## start Input rows
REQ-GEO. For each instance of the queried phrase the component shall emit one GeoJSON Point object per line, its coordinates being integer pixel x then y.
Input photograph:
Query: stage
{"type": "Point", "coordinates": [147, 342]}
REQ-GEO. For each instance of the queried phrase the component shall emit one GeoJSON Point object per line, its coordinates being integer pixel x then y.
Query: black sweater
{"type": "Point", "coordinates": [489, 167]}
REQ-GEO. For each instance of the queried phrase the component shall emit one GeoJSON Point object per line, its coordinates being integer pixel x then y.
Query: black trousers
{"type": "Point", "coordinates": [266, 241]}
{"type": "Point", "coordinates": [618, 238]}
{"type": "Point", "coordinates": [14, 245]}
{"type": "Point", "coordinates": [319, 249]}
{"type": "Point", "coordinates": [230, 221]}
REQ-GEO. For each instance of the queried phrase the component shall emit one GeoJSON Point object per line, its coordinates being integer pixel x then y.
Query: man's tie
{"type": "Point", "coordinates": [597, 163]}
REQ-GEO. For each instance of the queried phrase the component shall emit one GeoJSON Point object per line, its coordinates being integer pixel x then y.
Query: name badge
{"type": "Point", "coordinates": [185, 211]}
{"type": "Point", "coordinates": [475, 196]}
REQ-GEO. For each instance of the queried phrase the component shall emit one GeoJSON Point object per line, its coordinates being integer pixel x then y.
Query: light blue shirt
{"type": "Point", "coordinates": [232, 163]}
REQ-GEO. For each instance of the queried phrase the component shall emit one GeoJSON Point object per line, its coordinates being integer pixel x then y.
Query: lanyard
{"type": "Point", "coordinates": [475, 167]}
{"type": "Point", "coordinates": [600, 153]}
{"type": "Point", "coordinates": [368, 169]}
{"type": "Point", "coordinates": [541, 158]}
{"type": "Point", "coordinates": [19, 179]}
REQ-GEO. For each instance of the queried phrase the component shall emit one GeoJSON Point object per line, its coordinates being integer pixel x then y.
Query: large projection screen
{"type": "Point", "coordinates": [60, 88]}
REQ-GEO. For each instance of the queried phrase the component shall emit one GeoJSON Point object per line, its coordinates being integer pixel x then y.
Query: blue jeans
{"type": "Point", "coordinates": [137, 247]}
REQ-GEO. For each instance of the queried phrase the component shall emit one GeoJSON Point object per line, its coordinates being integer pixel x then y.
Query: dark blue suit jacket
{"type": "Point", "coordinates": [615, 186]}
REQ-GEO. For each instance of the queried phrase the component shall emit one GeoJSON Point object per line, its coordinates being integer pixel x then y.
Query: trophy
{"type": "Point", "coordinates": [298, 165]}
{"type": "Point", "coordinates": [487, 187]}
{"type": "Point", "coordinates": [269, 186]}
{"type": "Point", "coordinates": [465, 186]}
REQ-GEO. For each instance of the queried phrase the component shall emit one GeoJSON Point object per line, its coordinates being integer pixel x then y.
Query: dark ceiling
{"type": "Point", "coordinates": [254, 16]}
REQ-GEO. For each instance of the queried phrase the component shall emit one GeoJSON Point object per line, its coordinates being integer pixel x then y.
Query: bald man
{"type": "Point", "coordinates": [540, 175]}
## end Input rows
Problem:
Count the lines in the entries above that contain the word "black", with case counting, and reply with only the number.

Answer in full:
2